# [TEXTABSCHNITT]
+ + + + + + +

In einer Demokratie ist es üblich, Ämter und Mandate nur auf Zeit zu vergeben. Hierdurch kann es nach dem Ende der Amtszeit zu einem Wechsel von Politikern in die freie Wirtschaft kommen. Stehen die neuen Tätigkeiten dabei im Zusammenhang mit den früheren politischen Aufgaben, sind Interessenkonflikte möglich.
Auf potentielle Konflikte angesprochen versuchen in die Wirtschaft gewechselte Politiker diese teilweise mit dem Einwand zu entkräften, dass ihnen die Ziele des Unternehmens auch schon länger bei der Arbeit als Politiker am Herzen gelegen hätten. Sie führen also ihre Arbeit lediglich an anderer Stelle fort. Gerade dies ist allerdings Teil des Problems: Politiker die bereits während ihrer Amtstätigkeit gezielt einen Posten in der Wirtschaft anstreben, laufen Gefahr, politische Entscheidungen zu Gunsten des zukünftigen Arbeitgebers zu fällen.
Dass es den neuen Arbeitgebern eher selten um Fachkompetenz geht, sondern die häufig ohne konkretes Tätigkeitsprofil ausgestatteten Direktorenposten oder vorgebliche Beraterfunktion eher den Anschein einer nachgelagerten Bezahlung für als Politiker erbrachte Gefälligkeiten darstellen, wird am Beispiel des als Ex-Bundesminister für wirtschaftliche Zusammenarbeit und Entwicklung Dirk Niebel deutlich. Er hatte im Bundessicherheitsrat über Rüstungsexporte entschieden und wurde wenig später Lobbyist bei dem Rüstungsunternehmen Rheinmetall. [1]
Ansonsten erhoffen sich Unternehmen, die ehemaligen hochrangigen Politikern gutdotierte Posten zum Beispiel als Berater, im Aufsichtsrat oder im Vorstand anbieten, von ihren neuen Mitarbeitern offensichtlich, dass diese ihre bestehenden politischen Kontakte und ihr internes Wissen über politische Abläufe für das Unternehmen gewinnbringend einsetzen.
Für Aufsehen sorgte der Fall Ronald Pofalla unter anderem, weil der Staatsbetrieb Deutsche Bahn einem Ex- Politiker, der vormals für die Kontrolle der Deutsche Bahn mit zuständig war, diesen Einsatz wohl mit einem Millionengehalt honorierte.
Von 05/2011 bis 12/2013 war Daniel Bahr Bundesminister für Gesundheit und ist seit November 2014 als Generalbevollmächtigter der Allianz Private Krankenversicherung tätig. Mitte des Jahres 2012 stimmten die Abgeordneten dem vom Gesundheitsausschuss veränderten Gesetzentwurf der Bundesregierung zur Neuausrichtung der Pflegeversicherung zu, welcher die als „Pflege-Bahr“ bekannt gewordene private Pflege-Zusatzversicherung beinhaltet. In seiner Funktion als Bundesminister für Gesundheit hat Daniel Bahr also geholfen den Markt für private Pflegeversicherungen massiv auszuweiten. Sein neuer Arbeitgeber Allianz hat Anfang 2013 einen entsprechenden Pflege-Bahr Tarif auf den Markt gebracht...

+ + + + + + +

# [DATENSÄTZE]
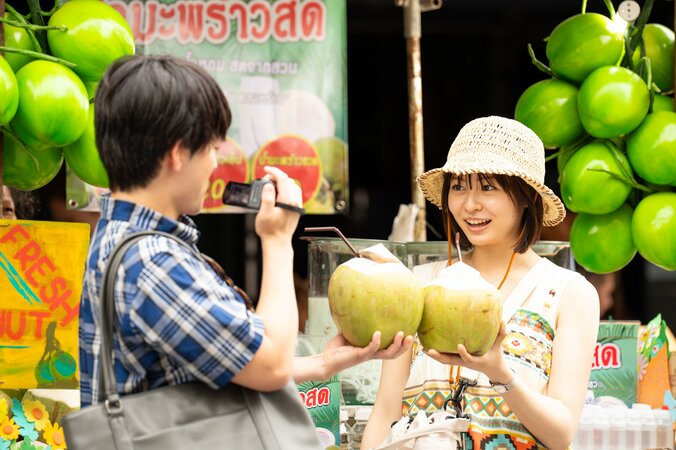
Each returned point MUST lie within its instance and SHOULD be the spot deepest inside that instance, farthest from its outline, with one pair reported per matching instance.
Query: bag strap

+ + + + + + +

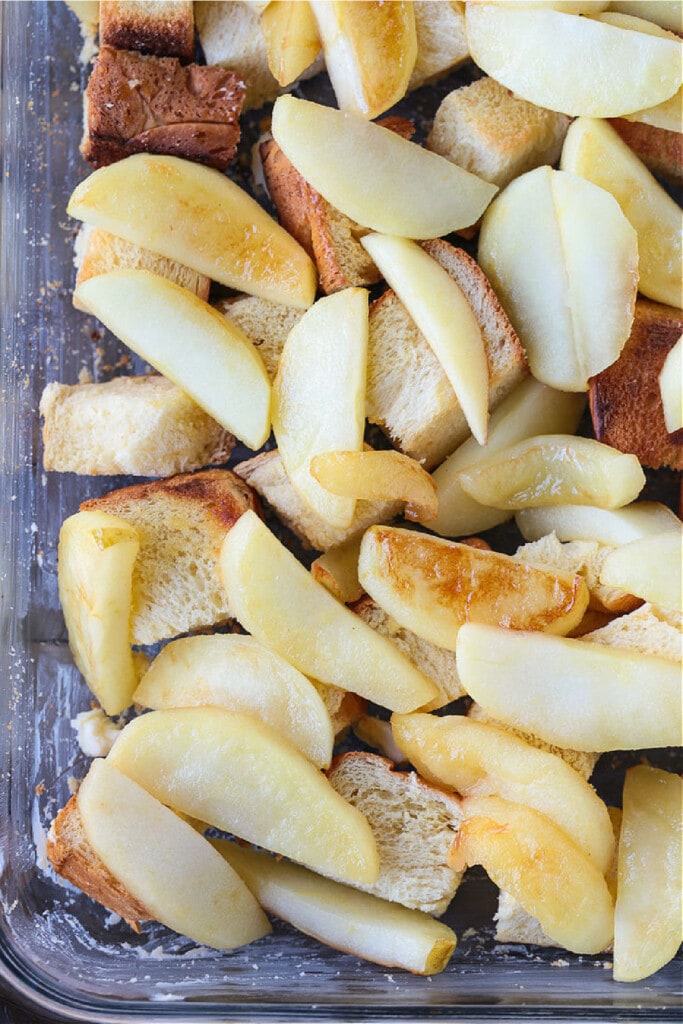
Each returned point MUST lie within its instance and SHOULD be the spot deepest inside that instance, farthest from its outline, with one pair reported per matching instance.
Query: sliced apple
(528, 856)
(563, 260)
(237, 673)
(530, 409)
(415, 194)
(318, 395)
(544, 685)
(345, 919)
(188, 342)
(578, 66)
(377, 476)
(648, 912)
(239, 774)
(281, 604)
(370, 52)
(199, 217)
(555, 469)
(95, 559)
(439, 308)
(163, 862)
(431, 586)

+ + + + + + +

# [AUFGABENSTELLUNG]
• A. Nennen Sie alle Politiker, die im Text über den Wechsel von Politikern in die Wirtschaft namentlich genannt werden.
• B. Schreiben Sie den Text über den Wechsel von Politikern in die Wirtschaft im Anschluss an seinen letzten Satz weiter.

# [LÖSUNGEN]
• A. Dirk Niebel, Ronald Pofalla, Daniel Bahr

• B.
Es geht immer noch ein bisschen dreister
Mitunter ist für den Seitenwechsel noch nicht einmal die Aufgabe der alten Position erforderlich. So wurde Thorsten Falk, eigentlich Mitarbeiter des Bundesumweltministeriums, schlicht beurlaubt um seine neue Funktion in Berlin als Bevollmächtigter der de-facto Lobbyorganisation Stiftung Offshore-Windenergie wahrzunehmen. Dass seine neue Arbeitsstelle zudem auch noch über Zuschüsse des Bundes finanziert wird, fällt bei so viel Dreistigkeit fast gar nicht mehr ins Gewicht. [2]
Karenzzeit zur Verhinderung des Drehtür-Effektes
Der Drehtür-Effekt, also Politiker, die aufgrund ihrer guten Kontakte relativ leicht auf gutbezahlte Posten in der freien Wirtschaft wechseln, ist keineswegs ein rein deutsches Phänomen. In Frankreich ist der Wechsel von Politikern auf hoch dotierte Manager- und Beraterposten als "Pantouflage" bekannt, in den USA nennt man es Revolving Door und in Japan spricht man von Amakudari.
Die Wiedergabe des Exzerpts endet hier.